Text provided
So we've built a series of central services that a lot of our teams use, like a guild service for example, scenes that are a bit commoditized that everybody's going to use and everybody can take advantage of. But then you know, one, one of the other things we have is an event framework. So we know what events look like and we can repeat them, not necessarily across all of our games, but certain high certain games that are very similar. You can use a similar event framework. The other thing that Zynga does is, um, because we have such a wide portfolio of game, we have a culture in our product management teams of sharing. So we send out readouts to each other, we learn from each other. So w if you put out a feature, one of our slots games and we, you know, does great and then we take him and say, Oh wow, we should apply this to words with friends. We often do that. And so because we have that combined learning pool and sharing, it makes us much more efficient in finding these things. I'm not, that's not really a tool, it's more of a process, but it's incredibly helpful because we're all sort of using the same KPIs and the same measurements to understand what success look like and how do we apply that. Um, from a tools perspective, we have our experimentation platform. Um, we have some central services that allow for fast deployment of certain services. Um, but events are still done on a, on an ad hoc basis. I think over time we'll probably get more sophisticated in that. Uh, but it's hard to do because events can be so game specific and the economy tuning has to be so specific to the game that we haven't gotten to the point where game teams are willing to necessarily release that from control, which a I kind of get. Yeah. And they're doing a lot of experimentation anyhow. So, um, but I think over time we'll see more of that. I think some of the, uh, matchmaking services that we're offering are becoming more generalized and we're becoming better about finding the right things because, uh, as games become more social, more pvp, what identifies a good player versus a bad player for a match is becoming more similar. Same thing with services around guild guilds and matchmaking alliance matchmaking.

Written exercise 1
Which lines in the records below contain the word "glove"? Gather every one of them, treating uppercase and lowercase as different.

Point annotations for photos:
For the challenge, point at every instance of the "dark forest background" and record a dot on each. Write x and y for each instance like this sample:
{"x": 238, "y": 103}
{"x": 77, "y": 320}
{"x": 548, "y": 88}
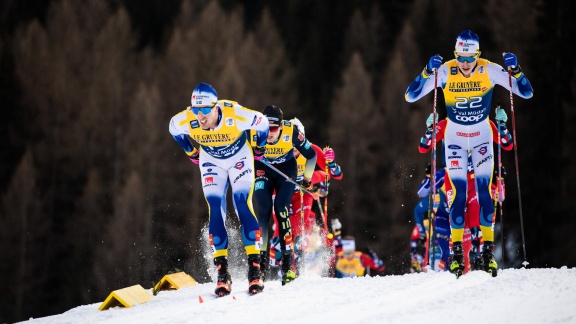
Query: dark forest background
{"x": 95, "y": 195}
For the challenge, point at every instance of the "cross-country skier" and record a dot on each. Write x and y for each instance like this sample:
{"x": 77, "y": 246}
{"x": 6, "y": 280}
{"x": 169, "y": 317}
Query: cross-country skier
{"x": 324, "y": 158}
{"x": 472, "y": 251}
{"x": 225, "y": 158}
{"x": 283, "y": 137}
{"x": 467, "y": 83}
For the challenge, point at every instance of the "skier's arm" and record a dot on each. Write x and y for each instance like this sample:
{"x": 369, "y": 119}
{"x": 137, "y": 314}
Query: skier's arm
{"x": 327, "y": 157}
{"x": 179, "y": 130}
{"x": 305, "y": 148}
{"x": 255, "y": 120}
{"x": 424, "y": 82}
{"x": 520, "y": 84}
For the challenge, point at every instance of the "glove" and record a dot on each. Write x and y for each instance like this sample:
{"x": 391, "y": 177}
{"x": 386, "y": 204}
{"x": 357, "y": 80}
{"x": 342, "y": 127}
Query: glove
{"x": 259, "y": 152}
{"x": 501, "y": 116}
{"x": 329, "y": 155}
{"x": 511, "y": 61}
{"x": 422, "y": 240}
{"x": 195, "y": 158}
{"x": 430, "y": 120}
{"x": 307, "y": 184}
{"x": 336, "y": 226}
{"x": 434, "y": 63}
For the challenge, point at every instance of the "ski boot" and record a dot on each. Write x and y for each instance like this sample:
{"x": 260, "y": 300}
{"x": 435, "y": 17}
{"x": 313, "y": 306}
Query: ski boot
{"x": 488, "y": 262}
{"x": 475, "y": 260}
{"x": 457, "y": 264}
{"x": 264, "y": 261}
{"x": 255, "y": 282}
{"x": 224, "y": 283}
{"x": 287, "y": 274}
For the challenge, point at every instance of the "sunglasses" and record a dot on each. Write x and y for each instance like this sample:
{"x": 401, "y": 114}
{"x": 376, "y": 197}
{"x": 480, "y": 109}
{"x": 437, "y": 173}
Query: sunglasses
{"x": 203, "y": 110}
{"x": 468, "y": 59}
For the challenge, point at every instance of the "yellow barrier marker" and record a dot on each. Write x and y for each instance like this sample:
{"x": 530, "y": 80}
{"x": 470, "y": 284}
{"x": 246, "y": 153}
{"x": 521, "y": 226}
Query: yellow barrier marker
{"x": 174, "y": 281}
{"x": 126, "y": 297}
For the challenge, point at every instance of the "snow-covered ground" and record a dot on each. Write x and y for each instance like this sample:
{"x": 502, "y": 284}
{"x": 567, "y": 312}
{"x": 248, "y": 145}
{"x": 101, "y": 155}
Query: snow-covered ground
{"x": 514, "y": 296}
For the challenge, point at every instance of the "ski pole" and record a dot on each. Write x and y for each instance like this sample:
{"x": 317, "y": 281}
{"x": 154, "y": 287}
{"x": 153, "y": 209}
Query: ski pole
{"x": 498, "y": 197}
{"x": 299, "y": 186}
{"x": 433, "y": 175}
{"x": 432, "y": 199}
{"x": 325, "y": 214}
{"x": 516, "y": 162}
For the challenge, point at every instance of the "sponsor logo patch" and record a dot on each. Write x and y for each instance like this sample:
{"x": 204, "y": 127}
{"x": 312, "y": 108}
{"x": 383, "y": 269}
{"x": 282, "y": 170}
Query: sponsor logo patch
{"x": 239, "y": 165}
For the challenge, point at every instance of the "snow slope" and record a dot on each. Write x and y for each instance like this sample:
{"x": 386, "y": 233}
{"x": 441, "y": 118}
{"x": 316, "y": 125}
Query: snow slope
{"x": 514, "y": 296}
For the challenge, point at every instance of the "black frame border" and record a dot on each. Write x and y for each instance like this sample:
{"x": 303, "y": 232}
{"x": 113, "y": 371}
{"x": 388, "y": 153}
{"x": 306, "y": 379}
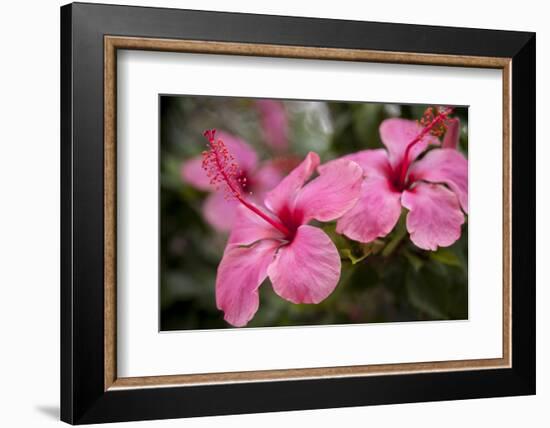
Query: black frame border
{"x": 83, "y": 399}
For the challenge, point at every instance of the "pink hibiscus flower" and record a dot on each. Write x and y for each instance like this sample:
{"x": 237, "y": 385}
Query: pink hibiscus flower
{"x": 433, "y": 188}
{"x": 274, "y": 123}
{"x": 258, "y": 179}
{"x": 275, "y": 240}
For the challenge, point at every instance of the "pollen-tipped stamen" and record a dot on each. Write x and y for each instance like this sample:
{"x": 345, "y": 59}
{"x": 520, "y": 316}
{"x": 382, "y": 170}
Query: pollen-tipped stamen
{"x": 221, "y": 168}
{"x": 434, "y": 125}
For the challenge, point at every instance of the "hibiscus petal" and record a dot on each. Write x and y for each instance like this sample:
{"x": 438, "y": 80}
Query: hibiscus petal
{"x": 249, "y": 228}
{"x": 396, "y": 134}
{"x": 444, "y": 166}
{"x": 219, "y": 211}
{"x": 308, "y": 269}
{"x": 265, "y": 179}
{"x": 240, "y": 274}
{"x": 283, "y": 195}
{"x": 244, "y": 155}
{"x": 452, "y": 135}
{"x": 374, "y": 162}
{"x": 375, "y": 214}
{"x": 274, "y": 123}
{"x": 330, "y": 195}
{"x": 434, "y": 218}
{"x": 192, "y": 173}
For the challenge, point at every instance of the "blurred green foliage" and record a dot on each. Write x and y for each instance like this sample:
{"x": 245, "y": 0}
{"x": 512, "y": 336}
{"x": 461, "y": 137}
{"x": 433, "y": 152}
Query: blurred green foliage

Written exercise 2
Could you reproduce the passage above about Zynga's shared game services in full, word for word?

Response 1
For the challenge, point at every instance of the "glove" and record a dot on each. Write x and y for each instance like this sample:
Query: glove

Response 2
So we've built a series of central services that a lot of our teams use, like a guild service for example, scenes that are a bit commoditized that everybody's going to use and everybody can take advantage of. But then you know, one, one of the other things we have is an event framework. So we know what events look like and we can repeat them, not necessarily across all of our games, but certain high certain games that are very similar. You can use a similar event framework. The other thing that Zynga does is, um, because we have such a wide portfolio of game, we have a culture in our product management teams of sharing. So we send out readouts to each other, we learn from each other. So w if you put out a feature, one of our slots games and we, you know, does great and then we take him and say, Oh wow, we should apply this to words with friends. We often do that. And so because we have that combined learning pool and sharing, it makes us much more efficient in finding these things. I'm not, that's not really a tool, it's more of a process, but it's incredibly helpful because we're all sort of using the same KPIs and the same measurements to understand what success look like and how do we apply that. Um, from a tools perspective, we have our experimentation platform. Um, we have some central services that allow for fast deployment of certain services. Um, but events are still done on a, on an ad hoc basis. I think over time we'll probably get more sophisticated in that. Uh, but it's hard to do because events can be so game specific and the economy tuning has to be so specific to the game that we haven't gotten to the point where game teams are willing to necessarily release that from control, which a I kind of get. Yeah. And they're doing a lot of experimentation anyhow. So, um, but I think over time we'll see more of that. I think some of the, uh, matchmaking services that we're offering are becoming more generalized and we're becoming better about finding the right things because, uh, as games become more social, more pvp, what identifies a good player versus a bad player for a match is becoming more similar. Same thing with services around guild guilds and matchmaking alliance matchmaking.